* Selected text *
==================================================

S.JAYASANKARAN The Star 3 Sep 16;
The good news is that the haze this year won’t be as bad as last year. The bad news is that the condition won’t go away any time soon. In short, it won’t kill you this year. Not yet anyway.
“We are certain this year things will be better,” Indonesia’s disaster agency spokesman Sutopo Nugroho told reporters on Monday, referring to a 61% reduction in hotspots seen in 2016.
At least they got the name of the agency right.
Even so, it appeared they’d got some things right because they were looking at prevention. In short, the Indonesians were busy preventing fires. In fact they were among the busiest people on Earth who were not too busy to tell you how busy they were.
They were busy because they knew how bad things could get. Last year’s fires were among the worst on record, straining relations between Indonesia and its neighbours. In fact, the pollution last year was so bad that if it weren’t for our lungs, there would have been no place to put it all.
It cost Jakarta at least US$16bil in economic losses. That’s 1.9% of Indonesia’s gross domestic product, according to the World Bank.
It cost Singapore US$517mil in economic losses last year, according to the city-state. Kuala Lumpur prudently did not disclose the state of its losses but it was noticed that doctors and pharmacists went about grinning from ear-to-ear owing to the spike in asthma patients and medications, respectively.
You would think that any country, beset by complaints from its neighbours for a straight 18 years, would have attempted educating its fire-starters not to light any more fires during the dry season.
There were ways about it too. They might, for instance, try persuasion through cutting-edge Malaysian technology like BRIM.
They might even try intimidation through even more cutting-edge technology from Singapore called the ISA, a reminder that brought reminiscent tears to the eyes of the more sentimental elements among the Royal Malaysian Police.
But no cajoling, persuasion or intimidation will work, apparently. “There is no way we can completely eliminate or end the forest and land fires in Indonesia, because they are very much linked to the behaviour of communities that light fires,” Sutopo said, referring to farmers who use fires to prepare land for crops and clear it for plantations. “There are still fires, so prevention needs to be improved.”
You had to hand it to the Indonesian fire-starters: they had thought many times about stopping their fiery habits but, no, they weren’t quitters.
Empirically speaking, the haze was a zero sum game along the lines of I-win-you–lose. Example: on Monday, Singapore got a break from the haze that hit the island state last week, as shifting winds pushed the smoke from Indonesia’s Sumatra island northward over Malaysia.
The people in Riau, Sumatra where the Air Pollution Index hit 2,000 last year felt especially aggrieved that the Malaysians and Singaporeans kept complaining that their age-old practice of setting fires to clear the land for planting was bothering them. “It’s bothering them?” they asked indignantly. “Well, it’s killing us.”
Ultimately however, it may boil down to where you stood economically on the subject of pollution. Asked by reporters in 1979 on the subject of increasing auto emissions in the United States, Lee Iacocca, the then chairman of Chrysler Corp replied famously: ”We have to pause and ask ourselves: how much clean air do we need?”

==================================================

* Data under study *
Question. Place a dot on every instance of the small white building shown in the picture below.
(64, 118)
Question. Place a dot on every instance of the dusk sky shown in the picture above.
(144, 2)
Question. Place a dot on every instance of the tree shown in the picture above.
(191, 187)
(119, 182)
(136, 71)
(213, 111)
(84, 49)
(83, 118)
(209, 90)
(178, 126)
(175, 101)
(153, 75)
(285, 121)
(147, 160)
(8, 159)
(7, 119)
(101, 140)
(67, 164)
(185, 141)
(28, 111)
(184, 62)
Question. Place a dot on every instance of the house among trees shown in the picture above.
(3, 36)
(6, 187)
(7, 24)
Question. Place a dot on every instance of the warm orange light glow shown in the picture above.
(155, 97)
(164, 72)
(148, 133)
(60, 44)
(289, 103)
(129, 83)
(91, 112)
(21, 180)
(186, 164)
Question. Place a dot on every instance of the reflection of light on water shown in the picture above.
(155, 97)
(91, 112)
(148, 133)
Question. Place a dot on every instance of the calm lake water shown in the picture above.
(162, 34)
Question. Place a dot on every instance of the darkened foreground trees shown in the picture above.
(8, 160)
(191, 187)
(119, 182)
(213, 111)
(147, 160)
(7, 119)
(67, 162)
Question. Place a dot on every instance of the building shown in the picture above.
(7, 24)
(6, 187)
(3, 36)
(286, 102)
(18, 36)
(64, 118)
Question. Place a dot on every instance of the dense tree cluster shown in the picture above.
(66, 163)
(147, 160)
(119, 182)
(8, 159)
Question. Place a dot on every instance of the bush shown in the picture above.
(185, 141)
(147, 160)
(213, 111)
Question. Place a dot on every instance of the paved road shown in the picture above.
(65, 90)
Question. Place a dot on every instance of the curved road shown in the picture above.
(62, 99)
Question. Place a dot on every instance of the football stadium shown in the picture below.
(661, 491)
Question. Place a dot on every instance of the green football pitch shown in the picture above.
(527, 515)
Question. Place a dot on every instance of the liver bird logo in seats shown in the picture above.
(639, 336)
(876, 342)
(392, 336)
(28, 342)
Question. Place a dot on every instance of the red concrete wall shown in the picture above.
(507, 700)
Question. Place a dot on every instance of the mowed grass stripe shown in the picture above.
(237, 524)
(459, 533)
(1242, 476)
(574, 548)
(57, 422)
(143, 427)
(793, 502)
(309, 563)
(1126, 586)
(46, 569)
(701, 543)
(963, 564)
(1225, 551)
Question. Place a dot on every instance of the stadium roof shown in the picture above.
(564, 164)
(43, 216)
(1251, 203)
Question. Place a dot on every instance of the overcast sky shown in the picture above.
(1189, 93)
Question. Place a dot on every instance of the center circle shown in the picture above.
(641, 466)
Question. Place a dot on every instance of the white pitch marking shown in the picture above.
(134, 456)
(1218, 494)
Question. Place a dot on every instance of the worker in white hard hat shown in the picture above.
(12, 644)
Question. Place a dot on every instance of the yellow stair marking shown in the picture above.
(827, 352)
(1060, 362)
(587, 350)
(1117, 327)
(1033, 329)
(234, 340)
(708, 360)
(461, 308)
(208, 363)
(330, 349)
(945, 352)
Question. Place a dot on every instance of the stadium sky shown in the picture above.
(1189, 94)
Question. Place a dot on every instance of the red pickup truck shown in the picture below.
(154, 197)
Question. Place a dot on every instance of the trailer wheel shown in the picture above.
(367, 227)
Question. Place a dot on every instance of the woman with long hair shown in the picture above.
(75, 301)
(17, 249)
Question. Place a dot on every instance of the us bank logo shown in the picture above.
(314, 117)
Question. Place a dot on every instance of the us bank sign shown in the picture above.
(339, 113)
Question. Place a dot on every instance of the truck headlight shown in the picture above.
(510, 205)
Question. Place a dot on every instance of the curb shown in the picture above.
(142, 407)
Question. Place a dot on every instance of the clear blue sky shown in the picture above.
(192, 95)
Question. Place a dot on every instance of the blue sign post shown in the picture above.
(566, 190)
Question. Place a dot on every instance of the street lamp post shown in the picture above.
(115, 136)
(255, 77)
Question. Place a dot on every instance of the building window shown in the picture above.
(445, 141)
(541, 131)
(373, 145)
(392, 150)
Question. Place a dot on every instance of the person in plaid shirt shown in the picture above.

==================================================

* Directions *
1. In the haze column, why does Sutopo say Indonesia cannot completely end its forest and land fires?
2. Reproduce the stretch of the haze column from "S.JAYASANKARAN The Star" through "busy they were.".
3. Translate this sentence from the haze column into Spanish: "It cost Singapore US$517mil in economic losses last year, according to the city-state."

* Answers provided *
1. He says the fires are closely tied to the behavior of communities that light them. He means farmers who use fire to prepare land for crops and to clear it for plantations.

2.
S.JAYASANKARAN The Star 3 Sep 16;
The good news is that the haze this year won’t be as bad as last year. The bad news is that the condition won’t go away any time soon. In short, it won’t kill you this year. Not yet anyway.
“We are certain this year things will be better,” Indonesia’s disaster agency spokesman Sutopo Nugroho told reporters on Monday, referring to a 61% reduction in hotspots seen in 2016.
At least they got the name of the agency right.
Even so, it appeared they’d got some things right because they were looking at prevention. In short, the Indonesians were busy preventing fires. In fact they were among the busiest people on Earth who were not too busy to tell you how busy they were.

3. Le costó a Singapur 517 millones de dólares estadounidenses en pérdidas económicas el año pasado, según la ciudad-estado.